**Task prompt:**
Your job is to return every line of the listing holding the string "black".

Top of Data excerpts

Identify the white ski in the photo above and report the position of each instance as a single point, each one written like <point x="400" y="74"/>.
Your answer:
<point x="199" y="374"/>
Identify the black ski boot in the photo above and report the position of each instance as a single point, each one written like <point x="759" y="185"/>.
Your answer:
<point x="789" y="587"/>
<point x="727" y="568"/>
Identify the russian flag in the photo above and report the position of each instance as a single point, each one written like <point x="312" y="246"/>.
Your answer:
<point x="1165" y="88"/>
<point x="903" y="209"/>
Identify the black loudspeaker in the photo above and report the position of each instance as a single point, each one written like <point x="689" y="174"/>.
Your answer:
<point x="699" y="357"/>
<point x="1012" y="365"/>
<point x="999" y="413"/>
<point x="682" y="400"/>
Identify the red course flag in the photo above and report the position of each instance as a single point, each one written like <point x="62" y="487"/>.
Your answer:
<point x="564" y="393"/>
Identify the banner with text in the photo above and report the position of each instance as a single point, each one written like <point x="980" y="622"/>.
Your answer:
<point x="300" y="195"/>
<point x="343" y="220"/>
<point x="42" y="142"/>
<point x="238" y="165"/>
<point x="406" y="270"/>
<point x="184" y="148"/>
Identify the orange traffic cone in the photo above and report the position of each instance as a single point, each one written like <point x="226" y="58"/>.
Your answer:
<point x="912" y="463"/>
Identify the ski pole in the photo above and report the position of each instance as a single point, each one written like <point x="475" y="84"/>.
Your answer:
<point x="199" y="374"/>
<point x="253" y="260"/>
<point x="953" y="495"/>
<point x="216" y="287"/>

Bottom of Data excerpts
Top of Data excerpts

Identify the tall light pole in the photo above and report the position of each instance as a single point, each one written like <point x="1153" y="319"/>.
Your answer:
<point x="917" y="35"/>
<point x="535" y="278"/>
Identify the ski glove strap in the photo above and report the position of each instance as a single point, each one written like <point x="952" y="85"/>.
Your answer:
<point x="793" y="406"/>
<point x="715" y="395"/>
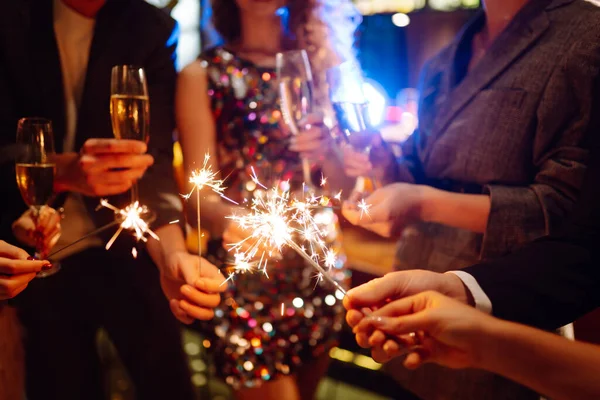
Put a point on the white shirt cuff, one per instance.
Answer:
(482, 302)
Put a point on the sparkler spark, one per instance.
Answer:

Bottom of Data excerpts
Top of Data excerpts

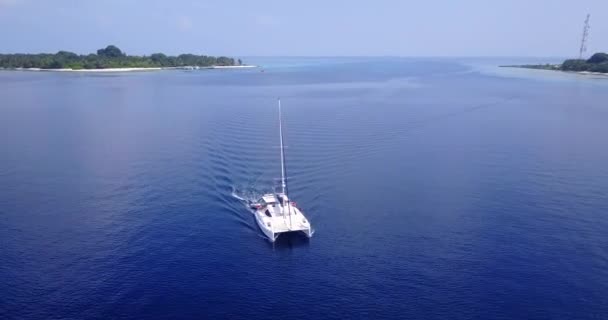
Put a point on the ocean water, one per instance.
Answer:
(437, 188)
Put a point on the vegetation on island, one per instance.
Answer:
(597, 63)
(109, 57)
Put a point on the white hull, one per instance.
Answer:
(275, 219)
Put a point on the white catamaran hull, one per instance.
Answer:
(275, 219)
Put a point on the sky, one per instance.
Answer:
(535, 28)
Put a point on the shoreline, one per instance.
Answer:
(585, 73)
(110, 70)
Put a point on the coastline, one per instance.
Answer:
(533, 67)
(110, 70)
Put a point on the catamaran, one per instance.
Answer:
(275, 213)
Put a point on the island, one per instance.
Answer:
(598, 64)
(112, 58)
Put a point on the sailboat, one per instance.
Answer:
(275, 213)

Bottom of Data excerpts

**Exercise answer:**
Identify the black ski boot in the photo above and report the position of each instance as a single point, each one written like <point x="759" y="185"/>.
Identify the black loudspeaker in the photo above and report the position of each instance as a single point, each one written like <point x="689" y="174"/>.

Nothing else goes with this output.